Available records =>

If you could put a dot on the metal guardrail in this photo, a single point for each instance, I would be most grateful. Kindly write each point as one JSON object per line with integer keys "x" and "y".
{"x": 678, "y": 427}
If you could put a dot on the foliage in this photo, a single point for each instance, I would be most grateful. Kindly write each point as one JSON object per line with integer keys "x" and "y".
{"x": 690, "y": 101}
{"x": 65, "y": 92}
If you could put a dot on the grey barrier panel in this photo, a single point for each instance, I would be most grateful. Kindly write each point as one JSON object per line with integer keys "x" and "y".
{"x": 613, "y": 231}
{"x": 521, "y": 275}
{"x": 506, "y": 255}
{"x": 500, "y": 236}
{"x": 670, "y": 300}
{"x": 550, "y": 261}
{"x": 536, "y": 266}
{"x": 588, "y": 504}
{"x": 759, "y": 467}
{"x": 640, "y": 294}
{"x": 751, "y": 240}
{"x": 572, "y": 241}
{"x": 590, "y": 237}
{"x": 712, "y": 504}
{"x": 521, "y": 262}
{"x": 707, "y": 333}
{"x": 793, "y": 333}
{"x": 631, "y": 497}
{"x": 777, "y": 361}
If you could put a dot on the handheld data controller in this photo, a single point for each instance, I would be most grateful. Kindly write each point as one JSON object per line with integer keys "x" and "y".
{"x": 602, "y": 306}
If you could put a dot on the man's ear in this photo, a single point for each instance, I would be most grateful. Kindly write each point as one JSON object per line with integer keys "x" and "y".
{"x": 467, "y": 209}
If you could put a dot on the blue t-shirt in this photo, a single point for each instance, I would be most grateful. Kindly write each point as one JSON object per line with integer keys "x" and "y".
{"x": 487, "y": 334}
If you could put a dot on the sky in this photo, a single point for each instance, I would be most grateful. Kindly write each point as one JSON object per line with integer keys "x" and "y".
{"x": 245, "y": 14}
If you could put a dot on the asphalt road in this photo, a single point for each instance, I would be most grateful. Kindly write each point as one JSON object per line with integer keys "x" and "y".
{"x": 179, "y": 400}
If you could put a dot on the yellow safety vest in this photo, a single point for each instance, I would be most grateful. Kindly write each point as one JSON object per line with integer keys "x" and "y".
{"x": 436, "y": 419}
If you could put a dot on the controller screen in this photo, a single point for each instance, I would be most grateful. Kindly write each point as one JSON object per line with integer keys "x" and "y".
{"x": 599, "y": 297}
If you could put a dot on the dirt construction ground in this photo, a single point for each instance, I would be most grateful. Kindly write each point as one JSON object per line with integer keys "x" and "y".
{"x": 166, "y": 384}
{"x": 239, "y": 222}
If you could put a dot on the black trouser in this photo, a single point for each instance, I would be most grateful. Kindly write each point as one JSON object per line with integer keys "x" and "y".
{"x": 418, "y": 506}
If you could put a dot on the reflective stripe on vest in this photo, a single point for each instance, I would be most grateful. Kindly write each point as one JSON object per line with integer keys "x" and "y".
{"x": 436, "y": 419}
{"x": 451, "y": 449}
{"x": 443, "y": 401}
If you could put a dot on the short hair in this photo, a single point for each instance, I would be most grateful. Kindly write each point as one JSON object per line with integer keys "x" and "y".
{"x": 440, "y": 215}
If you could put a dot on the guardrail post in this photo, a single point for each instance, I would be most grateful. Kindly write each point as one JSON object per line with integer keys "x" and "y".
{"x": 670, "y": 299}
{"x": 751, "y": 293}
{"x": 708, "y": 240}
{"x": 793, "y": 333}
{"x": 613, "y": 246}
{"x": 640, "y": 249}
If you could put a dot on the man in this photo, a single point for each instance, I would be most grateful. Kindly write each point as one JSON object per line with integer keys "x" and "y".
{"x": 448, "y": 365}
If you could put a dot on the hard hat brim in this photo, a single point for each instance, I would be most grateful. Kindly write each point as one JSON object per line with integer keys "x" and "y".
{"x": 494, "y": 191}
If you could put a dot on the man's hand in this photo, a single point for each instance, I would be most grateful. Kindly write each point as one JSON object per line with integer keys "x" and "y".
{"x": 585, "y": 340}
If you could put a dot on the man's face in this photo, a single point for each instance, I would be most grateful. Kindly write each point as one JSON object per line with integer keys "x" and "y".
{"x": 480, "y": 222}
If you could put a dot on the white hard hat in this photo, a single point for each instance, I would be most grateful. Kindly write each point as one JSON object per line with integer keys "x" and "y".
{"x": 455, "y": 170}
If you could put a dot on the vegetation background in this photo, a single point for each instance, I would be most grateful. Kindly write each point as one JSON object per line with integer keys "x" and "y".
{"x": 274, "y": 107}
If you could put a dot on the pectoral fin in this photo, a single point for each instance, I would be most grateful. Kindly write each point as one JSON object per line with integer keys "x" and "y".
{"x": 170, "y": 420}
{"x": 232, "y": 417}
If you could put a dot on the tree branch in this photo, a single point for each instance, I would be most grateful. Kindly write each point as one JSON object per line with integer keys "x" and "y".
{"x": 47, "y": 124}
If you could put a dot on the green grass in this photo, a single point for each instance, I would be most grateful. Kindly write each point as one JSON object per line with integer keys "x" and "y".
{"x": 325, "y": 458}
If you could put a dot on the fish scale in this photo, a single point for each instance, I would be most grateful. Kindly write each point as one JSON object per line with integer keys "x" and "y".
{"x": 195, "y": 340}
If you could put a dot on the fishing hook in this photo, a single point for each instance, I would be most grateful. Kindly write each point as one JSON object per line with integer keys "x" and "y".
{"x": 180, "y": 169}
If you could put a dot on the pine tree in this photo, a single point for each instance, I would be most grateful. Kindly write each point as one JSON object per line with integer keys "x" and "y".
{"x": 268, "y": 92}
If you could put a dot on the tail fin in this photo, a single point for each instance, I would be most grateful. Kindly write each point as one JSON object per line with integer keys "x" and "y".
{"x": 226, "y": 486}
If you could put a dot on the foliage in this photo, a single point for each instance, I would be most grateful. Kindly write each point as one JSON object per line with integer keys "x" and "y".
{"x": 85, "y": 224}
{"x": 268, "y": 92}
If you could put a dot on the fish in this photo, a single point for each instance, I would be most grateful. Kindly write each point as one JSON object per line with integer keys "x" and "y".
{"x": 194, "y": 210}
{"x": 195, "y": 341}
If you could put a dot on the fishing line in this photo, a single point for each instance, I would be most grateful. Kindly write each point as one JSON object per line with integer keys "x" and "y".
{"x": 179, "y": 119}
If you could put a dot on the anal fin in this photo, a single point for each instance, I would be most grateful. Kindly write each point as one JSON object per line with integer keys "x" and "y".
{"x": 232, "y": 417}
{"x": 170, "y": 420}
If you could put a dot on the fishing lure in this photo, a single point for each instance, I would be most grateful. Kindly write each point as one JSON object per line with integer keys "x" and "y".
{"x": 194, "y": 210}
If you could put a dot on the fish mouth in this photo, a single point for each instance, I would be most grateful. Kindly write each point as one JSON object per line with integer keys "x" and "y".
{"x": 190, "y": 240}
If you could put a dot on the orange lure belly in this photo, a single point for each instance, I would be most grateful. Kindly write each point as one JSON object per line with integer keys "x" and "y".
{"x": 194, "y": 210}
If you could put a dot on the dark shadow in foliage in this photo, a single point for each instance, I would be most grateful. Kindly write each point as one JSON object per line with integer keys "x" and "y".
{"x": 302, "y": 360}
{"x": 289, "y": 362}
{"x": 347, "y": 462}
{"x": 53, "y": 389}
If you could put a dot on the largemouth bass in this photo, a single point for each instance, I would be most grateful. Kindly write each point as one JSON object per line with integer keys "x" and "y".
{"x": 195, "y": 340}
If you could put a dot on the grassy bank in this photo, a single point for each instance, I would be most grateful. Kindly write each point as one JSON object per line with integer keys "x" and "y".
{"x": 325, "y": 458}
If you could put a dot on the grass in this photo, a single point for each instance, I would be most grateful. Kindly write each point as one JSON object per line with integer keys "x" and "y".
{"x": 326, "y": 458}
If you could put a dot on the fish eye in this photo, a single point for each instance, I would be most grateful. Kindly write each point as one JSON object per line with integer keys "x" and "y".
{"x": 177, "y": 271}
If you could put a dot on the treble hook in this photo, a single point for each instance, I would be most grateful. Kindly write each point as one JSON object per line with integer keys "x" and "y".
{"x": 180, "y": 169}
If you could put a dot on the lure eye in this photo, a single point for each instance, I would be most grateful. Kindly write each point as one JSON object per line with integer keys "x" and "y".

Task to complete =>
In the entries above, find the line containing "If you could put a dot on the grassy". Set down that line and every line after it through the last one, exactly and alone.

Exercise result =>
If you could put a dot on the grassy bank in this photo, a single point for each instance, I would be most grateful. Kindly write each point as one JSON object per line with integer keys "x" and "y".
{"x": 325, "y": 458}
If you could put a dot on the grass in this photo, a single point for each instance, I would be most grateful. Kindly write each point as one JSON object per line with integer keys "x" and "y".
{"x": 326, "y": 458}
If you could put a dot on the fish eye in this photo, a single point for each instance, I would be most grateful. Kindly write each point as one JSON object per line with integer keys "x" and "y".
{"x": 177, "y": 271}
If you could put a dot on the treble hook in this photo, a single point for each instance, I would be most grateful. Kindly write each point as one JSON object per line with integer keys "x" and "y".
{"x": 180, "y": 169}
If you could put a dot on the lure eye in this photo, a single point for each instance, I would be most grateful. Kindly write each point as one JSON object per line with integer keys "x" and "y".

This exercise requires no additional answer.